Fifty to eleven now, the big Top Ten tomorrow.

I’ve also put together a selection of tracks as a couple of  ‘lightly mixed’ compilations which you can burn to CD or put straight into your media player. One is kinda fast and is called ‘Motion’; the other starts slow and gets completely glacial and is called ‘Rest’. You can download ‘em tomorrow too (but only for a limited time as the blog is now a target for the Kopyright peeps…)

11. Shoes: Tiga

Does he know that we know of Kelly’s ‘Shoes’? If he does, does that mean that a single point of uber-archness may be responsible for pop-culture folding inwards on itself to a far more devastating end than the Large Hadron Collider could ever achieve?

12. After The Rain: Shirley Bassey

Having learned nothing from the ridicule that Sirben Kingsly provoked, Dameshirley insisted on ‘Dame’ being used on her new album. She says she was unsure about the songs given to her by a host of contemporary types such as Rufus, Manic Street Preachers, Gary Barlow and the Pets; after all, these songs generally didn’t require her to BELT. This song by Richard Hawley is restrained, emotional and beautiful. Dameshirley has rarely sounded less of an ass.

13. We Are All Connected: Symphony of Science

It’s trendy to (neologism alert) hate on Autotune, but in the right hands, it’s another way of adding to already bewildering variety of ways technology has been harnessed in the pursuit of artistic expression. Here a music graduate samples various 70s/80sTV scientists and Autotunes them to ’sing’. The rather spacey subject matter is entirely appropriate too. We are a made of star stuff – we are a way for the cosmos to know itself. Blub!

14. A Horse Is Not A Home: Miike Snow

I’ve no idea what they’re on about (or indeed why there are two ‘i’s in ‘Miike’). I just play along with air drums and get caught up with the punchy angst of it all.

15. Tonight’s Today; Jack Peñate

One of the (annoying) wave of Estuary English types, Jack ditched the affectation and came back with a blissed out Afrobeat, Balearic spaced out thing. The critics, but not the public, loved it.

→ **To-do list**:
a) Why, according to the music countdown, was Shirley Bassey unsure about the songs contemporary artists gave her?
b) Carry on the music countdown from its final sentence.

→ **Given entries**:
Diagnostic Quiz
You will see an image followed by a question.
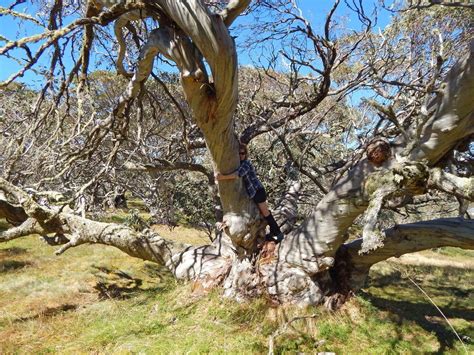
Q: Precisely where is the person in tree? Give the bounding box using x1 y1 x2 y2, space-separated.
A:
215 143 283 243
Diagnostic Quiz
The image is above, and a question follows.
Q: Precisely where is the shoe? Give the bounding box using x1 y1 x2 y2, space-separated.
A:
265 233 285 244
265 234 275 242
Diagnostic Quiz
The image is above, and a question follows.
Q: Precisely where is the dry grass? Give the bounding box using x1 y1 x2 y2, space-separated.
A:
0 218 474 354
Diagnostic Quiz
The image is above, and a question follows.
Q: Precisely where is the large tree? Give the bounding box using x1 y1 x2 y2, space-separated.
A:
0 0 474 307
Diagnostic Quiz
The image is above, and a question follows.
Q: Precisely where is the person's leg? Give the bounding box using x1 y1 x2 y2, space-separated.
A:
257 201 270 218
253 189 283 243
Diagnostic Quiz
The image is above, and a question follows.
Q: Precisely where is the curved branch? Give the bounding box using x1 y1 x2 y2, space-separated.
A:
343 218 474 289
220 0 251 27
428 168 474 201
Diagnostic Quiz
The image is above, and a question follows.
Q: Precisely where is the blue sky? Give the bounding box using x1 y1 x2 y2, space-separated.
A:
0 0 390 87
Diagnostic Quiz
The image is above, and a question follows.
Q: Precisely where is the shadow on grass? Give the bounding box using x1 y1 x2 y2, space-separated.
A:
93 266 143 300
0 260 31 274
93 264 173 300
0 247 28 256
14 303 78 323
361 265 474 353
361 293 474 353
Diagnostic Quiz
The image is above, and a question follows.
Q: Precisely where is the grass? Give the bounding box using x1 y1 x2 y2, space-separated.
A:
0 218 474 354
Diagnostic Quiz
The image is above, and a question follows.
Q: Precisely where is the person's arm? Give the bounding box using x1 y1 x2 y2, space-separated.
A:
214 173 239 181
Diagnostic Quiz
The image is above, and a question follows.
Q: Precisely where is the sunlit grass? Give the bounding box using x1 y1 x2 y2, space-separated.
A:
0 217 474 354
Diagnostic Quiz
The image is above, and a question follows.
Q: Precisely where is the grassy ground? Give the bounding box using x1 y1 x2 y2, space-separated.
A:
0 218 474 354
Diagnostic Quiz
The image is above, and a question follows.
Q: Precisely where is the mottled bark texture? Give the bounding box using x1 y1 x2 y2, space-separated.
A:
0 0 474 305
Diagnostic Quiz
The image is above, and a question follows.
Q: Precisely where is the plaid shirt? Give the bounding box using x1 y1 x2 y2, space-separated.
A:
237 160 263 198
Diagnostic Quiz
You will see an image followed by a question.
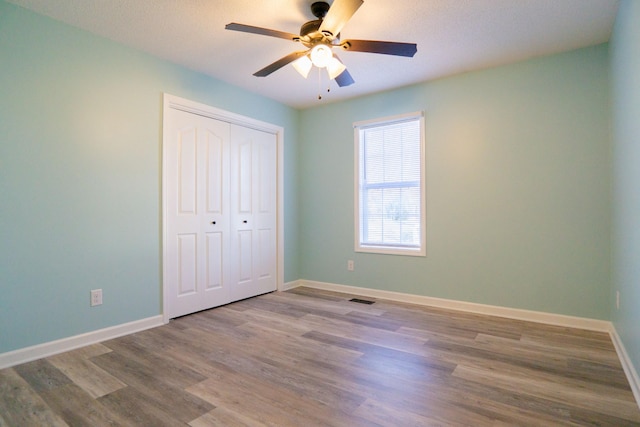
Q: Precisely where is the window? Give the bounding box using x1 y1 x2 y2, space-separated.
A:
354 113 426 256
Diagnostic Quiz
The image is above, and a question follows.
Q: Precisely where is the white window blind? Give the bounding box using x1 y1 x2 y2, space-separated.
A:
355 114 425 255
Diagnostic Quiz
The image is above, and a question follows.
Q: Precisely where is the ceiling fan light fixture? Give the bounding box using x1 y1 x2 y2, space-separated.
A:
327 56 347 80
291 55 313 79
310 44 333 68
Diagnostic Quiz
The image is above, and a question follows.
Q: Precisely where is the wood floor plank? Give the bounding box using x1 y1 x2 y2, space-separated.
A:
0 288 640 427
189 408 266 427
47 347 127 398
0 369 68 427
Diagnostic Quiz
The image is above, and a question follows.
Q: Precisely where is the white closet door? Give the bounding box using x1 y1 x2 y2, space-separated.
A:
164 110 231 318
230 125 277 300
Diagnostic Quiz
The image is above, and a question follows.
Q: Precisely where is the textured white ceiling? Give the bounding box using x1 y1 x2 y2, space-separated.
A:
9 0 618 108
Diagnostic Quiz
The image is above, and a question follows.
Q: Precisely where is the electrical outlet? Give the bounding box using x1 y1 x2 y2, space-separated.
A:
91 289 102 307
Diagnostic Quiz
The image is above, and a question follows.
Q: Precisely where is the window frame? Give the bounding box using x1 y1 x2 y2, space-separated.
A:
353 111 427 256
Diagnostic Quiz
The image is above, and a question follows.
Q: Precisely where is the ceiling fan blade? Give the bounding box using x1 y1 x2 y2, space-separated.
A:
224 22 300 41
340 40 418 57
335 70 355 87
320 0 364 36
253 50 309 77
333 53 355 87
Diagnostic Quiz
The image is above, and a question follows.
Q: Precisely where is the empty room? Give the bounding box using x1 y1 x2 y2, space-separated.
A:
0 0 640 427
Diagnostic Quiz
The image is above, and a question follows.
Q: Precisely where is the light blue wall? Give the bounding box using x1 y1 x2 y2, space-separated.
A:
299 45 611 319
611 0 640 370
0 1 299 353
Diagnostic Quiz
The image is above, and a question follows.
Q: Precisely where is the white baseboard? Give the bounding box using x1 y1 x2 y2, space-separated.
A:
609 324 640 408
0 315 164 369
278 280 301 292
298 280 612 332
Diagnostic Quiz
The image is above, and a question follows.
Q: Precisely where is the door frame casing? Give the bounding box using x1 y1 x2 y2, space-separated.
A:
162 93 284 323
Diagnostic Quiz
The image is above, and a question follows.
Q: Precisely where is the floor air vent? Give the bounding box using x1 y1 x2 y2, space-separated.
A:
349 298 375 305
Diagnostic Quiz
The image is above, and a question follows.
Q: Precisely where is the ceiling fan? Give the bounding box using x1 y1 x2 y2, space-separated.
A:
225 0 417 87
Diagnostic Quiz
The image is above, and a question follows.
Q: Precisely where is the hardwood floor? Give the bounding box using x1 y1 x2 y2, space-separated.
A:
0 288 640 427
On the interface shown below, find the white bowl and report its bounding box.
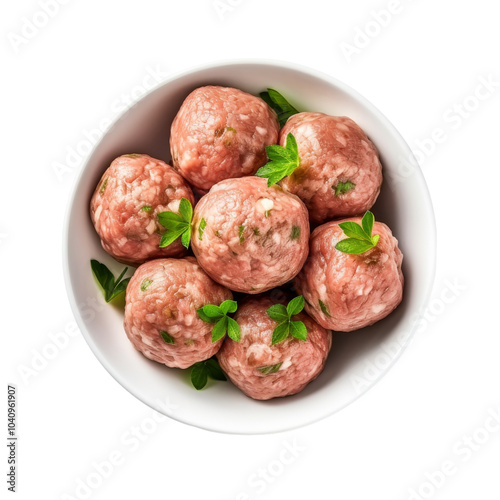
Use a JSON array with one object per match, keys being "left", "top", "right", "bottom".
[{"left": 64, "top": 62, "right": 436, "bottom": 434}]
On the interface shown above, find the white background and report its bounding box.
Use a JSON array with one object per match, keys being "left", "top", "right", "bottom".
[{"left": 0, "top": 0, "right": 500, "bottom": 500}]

→ **In response**:
a) She was unsure because those songs generally didn't require her to belt.

b)
16. Wolfgang’s 5th Symphony: Wolfgang Gartner

This filled the dancefloor in my head while clearing a real one at the pool party in Barcelona. “Can you put on some Freemasons?” they pleaded. “No”, said I, as I mentally conducted the demonic techno orchestra of this Mozart sampling madness.

17. She Came Along: Sharam feat. Kid CuDi

So your girlfriend leaves you for another woman. You take it on the chin and propose a threesome. Not sure if Kid CuDi is coming off as cheeky or a bit sad, but the spectral presence of Patsy Cline suggests the latter.

18. Untouched: The Veronicas

And for 4 minutes, you too can be a petulant American semi-goth teen girl as you wig out in your room with a hairbrush* in front of a poster of Robert Pattinson. (What? Like you haven’t…) * I’m aware that I have no need to possess a hairbrush. Work with me.

19. I’m Not Alone: Calvin Harris

And it’s 1996 again. Roll out the strobes. I also have a soft spot for most recent single, Flashback, as it has a most odd structure. But this is the huger choon.

20. New York: Paloma Faith

I’m not buying the whole big hair/kooky dame thing, but dammit if the heart doesn’t flutter a little when the choir kicks in.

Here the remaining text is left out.